## MATERIAL FOR THIS EXERCISE

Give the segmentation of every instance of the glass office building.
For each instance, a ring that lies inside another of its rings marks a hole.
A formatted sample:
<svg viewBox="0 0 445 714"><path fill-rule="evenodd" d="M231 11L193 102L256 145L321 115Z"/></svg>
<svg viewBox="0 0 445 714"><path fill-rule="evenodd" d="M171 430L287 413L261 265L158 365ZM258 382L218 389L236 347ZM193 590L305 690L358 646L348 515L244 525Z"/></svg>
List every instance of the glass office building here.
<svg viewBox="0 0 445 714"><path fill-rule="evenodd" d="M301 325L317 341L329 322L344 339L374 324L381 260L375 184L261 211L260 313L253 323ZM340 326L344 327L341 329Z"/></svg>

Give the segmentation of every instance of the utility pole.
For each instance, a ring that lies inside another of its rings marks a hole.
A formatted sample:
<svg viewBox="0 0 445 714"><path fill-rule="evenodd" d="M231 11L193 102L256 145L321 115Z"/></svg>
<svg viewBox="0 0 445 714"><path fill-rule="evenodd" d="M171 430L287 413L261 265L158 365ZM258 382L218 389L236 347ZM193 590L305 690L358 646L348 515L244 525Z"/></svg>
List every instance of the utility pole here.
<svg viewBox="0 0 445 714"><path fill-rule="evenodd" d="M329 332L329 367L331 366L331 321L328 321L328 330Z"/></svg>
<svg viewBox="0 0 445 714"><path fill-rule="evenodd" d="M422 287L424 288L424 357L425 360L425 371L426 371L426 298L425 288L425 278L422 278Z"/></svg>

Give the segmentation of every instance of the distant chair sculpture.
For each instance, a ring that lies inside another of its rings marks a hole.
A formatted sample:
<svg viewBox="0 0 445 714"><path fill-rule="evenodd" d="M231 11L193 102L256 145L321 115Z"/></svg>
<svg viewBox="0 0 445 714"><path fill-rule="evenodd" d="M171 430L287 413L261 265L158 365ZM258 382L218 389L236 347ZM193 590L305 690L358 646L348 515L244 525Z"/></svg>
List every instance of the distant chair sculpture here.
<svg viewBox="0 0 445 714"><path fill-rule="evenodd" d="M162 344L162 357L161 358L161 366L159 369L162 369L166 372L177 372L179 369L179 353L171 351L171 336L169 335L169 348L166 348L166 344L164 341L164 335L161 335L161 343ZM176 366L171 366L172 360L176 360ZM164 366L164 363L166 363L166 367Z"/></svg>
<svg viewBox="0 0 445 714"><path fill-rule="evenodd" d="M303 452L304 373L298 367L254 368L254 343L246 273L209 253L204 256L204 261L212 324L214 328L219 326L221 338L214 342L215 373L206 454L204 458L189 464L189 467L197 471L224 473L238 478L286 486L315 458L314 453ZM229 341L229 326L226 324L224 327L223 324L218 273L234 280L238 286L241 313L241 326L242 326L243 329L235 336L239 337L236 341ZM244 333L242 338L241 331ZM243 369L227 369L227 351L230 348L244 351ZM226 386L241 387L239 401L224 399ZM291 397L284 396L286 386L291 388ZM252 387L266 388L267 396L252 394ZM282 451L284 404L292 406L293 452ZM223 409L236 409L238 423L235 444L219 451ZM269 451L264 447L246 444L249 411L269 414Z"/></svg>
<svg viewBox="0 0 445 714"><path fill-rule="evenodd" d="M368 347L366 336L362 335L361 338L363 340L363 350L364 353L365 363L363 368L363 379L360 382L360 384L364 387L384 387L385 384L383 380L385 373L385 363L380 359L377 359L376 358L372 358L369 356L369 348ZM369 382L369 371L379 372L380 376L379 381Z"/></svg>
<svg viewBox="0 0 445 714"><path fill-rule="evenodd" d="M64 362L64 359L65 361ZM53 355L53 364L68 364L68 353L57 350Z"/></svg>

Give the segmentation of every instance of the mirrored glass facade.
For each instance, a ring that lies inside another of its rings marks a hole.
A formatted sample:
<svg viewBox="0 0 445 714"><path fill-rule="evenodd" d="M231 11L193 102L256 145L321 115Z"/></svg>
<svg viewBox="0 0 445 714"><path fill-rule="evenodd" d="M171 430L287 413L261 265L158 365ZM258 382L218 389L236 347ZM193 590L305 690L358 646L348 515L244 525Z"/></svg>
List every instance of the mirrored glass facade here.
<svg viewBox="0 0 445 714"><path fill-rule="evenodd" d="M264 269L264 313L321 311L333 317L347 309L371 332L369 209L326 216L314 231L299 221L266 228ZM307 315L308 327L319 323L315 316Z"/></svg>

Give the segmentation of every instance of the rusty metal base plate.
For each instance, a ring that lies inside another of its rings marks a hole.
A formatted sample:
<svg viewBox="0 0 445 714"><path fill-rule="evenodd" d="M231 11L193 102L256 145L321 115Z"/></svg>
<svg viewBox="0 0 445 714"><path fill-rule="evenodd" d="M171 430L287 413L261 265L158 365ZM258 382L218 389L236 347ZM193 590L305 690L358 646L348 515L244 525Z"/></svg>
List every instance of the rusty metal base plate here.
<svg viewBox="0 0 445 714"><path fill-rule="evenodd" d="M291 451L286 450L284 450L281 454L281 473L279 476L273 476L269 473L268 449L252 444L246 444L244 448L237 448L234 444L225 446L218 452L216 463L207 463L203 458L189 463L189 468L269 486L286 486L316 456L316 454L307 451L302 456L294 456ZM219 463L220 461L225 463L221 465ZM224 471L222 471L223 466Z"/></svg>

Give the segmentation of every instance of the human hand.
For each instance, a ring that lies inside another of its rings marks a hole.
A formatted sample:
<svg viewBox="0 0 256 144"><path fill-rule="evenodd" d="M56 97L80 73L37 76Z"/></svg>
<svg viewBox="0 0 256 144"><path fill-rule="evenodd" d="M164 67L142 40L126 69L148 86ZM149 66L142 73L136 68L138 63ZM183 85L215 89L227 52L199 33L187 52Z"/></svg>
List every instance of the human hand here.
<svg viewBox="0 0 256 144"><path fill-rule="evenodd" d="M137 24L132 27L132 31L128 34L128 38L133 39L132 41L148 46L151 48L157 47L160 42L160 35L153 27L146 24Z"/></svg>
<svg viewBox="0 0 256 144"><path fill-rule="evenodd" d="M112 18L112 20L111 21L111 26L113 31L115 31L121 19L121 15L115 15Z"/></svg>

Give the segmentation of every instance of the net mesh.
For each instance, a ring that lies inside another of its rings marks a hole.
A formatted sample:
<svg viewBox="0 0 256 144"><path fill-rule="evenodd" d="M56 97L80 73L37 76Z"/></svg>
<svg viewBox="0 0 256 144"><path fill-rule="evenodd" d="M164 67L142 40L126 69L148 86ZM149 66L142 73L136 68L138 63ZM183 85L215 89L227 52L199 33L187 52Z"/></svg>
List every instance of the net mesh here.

## TO DO
Please rewrite everything from the start of the records down to the line containing "List every instance of the glass", replacing "glass office building" with "brick warehouse" and leaving all else unchanged.

## RESULT FOR THIS TASK
Give the segmentation of every instance of the brick warehouse.
For each instance, a ring that lies inside another of its rings marks a hole.
A formatted sample:
<svg viewBox="0 0 445 714"><path fill-rule="evenodd" d="M231 11L193 102L256 145L321 115Z"/></svg>
<svg viewBox="0 0 445 714"><path fill-rule="evenodd" d="M171 430L287 413L261 265L158 365ZM258 382L218 389L236 347ZM193 590L305 690L358 646L348 515L244 525Z"/></svg>
List every instance of the brick warehouse here.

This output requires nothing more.